SOURCE EXTRACT:
# My Betta



## Allie72 (Dec 22, 2008)

Here are some pix of my Betta I have right now. :fun:
1. Red dragon halfmoon betta, Zeus
2. Mutli half moon betta, Romeo
3. Multi Half moon female, Blossom
more in thread....
Here's my photobucket album with Gracie and Romeo's month old babies
http://smg.photobucket.com/albums/v337/allie72/Cichlid profiles/Betta/


----------



## Allie72 (Dec 22, 2008)

more shots....
Turquoise metallic pair, half moon rose tails
1. female Gracie
2. Male Kingston
3. My last cup betta, Rubin a male crowntail blue with red wash.


----------



## TTTT (Dec 13, 2008)

Nice Bettas!


----------



## WildForFish (Aug 5, 2008)

Hello Allie72,

Beautiful Bettas.

WFF


----------



## smark (Dec 2, 2008)

Nice Pictures.


----------



## Allie72 (Dec 22, 2008)

Thanks guys...I love all my fish and taking photos.


----------



## TTTT (Dec 13, 2008)

I really like your Red dragon halfmoon betta, Zeus


----------



## Allie72 (Dec 22, 2008)

TTTT said:


> I really like your Red dragon halfmoon betta, Zeus


Thanks...he was bred right here in NS by a betta buddy. I got a sis sib to go with him but he killed her in the breeder tank. 
Their parents were from Thailand tho.


----------



## Dragonbeards (Dec 14, 2008)

Wow, those are all beautiful betas! Nice picture taking.


----------

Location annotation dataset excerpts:
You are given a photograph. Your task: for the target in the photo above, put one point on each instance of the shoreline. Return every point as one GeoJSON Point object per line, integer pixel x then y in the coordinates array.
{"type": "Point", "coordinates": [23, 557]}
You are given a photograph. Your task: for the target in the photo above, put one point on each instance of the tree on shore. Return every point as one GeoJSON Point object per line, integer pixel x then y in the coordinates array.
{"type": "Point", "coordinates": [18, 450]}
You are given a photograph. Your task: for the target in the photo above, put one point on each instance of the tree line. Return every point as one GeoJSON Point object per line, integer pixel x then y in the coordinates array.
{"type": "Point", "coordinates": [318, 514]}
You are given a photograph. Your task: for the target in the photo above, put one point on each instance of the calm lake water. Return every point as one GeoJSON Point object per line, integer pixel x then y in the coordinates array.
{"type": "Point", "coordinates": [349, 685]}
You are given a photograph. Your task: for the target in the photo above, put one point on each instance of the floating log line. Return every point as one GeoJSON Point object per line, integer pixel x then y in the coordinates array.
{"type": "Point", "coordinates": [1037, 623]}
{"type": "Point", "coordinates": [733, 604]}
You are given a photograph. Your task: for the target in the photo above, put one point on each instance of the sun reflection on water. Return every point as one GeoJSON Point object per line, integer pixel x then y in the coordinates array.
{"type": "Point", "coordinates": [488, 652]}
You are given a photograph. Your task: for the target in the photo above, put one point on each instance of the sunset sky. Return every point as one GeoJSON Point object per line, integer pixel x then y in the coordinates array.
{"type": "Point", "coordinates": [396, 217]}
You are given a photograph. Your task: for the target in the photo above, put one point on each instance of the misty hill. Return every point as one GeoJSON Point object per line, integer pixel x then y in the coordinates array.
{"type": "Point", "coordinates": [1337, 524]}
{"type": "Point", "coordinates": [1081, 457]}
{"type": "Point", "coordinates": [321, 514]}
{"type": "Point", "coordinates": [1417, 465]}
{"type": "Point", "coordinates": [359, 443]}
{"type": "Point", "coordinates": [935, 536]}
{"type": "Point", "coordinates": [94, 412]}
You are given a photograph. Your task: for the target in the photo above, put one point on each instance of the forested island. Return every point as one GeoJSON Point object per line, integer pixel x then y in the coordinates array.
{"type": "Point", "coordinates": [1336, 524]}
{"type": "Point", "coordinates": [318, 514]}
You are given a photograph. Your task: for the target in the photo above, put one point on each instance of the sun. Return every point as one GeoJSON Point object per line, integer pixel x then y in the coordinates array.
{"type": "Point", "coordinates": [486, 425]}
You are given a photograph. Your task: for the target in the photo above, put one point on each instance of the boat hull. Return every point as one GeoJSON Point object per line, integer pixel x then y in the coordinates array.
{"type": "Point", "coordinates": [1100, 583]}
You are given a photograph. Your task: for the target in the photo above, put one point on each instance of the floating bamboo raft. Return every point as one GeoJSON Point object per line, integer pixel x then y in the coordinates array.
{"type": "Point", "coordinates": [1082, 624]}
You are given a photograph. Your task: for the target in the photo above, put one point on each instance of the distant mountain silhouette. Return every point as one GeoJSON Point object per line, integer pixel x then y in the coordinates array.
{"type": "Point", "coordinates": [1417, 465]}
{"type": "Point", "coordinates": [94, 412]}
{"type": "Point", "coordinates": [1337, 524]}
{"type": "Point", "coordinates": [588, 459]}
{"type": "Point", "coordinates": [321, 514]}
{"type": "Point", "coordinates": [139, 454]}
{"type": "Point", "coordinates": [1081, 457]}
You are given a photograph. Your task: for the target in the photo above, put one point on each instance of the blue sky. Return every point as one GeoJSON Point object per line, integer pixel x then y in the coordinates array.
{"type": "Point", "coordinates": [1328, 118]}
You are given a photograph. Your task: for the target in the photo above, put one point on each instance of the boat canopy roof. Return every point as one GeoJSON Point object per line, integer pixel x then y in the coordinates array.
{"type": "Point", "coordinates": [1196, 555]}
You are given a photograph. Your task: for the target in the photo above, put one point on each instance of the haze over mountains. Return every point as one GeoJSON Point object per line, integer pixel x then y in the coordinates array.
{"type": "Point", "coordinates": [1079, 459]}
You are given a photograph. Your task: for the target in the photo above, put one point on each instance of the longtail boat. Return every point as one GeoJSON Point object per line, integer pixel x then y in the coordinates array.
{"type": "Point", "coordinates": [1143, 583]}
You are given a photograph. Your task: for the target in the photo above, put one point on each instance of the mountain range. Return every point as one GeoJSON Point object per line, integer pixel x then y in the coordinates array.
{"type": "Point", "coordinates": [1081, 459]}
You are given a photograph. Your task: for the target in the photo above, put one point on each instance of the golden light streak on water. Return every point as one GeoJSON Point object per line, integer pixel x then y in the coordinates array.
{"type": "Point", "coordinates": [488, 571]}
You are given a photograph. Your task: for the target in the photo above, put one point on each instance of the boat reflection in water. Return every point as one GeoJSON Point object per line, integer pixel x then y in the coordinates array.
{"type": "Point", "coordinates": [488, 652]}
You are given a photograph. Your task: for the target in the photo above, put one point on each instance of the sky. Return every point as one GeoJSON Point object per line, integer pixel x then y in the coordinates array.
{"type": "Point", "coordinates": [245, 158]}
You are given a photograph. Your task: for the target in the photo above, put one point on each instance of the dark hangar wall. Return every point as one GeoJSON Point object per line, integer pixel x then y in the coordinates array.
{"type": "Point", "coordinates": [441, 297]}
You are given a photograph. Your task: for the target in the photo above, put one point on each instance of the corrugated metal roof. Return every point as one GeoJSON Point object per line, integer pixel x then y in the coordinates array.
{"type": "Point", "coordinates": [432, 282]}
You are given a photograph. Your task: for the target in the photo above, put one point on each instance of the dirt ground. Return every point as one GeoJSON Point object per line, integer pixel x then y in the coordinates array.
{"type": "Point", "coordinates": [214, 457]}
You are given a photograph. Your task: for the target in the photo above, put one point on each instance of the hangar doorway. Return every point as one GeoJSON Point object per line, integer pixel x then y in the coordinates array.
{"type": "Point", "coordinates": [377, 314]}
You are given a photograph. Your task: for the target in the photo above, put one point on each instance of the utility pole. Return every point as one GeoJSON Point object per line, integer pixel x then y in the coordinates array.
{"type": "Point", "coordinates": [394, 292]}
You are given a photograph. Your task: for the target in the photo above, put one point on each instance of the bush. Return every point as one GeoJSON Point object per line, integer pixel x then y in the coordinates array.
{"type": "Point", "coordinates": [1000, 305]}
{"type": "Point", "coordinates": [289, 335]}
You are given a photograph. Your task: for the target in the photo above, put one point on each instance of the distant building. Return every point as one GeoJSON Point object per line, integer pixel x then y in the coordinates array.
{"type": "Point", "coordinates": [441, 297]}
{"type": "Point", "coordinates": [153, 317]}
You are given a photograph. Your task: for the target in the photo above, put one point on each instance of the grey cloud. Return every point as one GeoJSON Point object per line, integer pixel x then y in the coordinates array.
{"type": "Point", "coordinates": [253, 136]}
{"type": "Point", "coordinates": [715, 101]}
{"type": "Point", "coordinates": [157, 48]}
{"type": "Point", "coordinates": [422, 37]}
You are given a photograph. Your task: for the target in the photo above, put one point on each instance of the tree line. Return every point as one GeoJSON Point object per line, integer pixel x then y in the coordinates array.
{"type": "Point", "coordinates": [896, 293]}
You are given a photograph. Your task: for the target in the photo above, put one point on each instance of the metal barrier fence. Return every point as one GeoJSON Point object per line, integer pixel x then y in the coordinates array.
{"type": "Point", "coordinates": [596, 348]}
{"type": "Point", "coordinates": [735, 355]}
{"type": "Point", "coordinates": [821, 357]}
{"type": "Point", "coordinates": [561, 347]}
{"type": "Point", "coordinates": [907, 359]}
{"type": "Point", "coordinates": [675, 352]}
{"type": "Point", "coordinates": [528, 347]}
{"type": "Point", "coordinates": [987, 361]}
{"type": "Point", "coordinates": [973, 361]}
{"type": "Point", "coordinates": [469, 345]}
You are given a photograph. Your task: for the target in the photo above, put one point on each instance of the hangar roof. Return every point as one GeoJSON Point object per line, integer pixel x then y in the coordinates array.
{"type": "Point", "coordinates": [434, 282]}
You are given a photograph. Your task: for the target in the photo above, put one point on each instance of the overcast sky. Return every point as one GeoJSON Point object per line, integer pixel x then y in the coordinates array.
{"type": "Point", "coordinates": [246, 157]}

DIRECTIVES:
• A. Using the betta thread, answer these:
(i) What is the name of the red dragon halfmoon betta?
(ii) Which two fish make up the turquoise metallic pair?
(iii) How is Rubin described?
• B. In the betta thread, switch "breeder tank" to "grow-out tank" in the part that opens with the words containing "Thanks...he was bred" and closes with "from Thailand tho.", then write out that part.

RESULTS FOR THE EXERCISE:
• A.
(i) Zeus
(ii) Gracie, the female, and Kingston, the male
(iii) As the last cup betta, a male crowntail blue with red wash

• B.
Thanks...he was bred right here in NS by a betta buddy. I got a sis sib to go with him but he killed her in the grow-out tank. 
Their parents were from Thailand tho.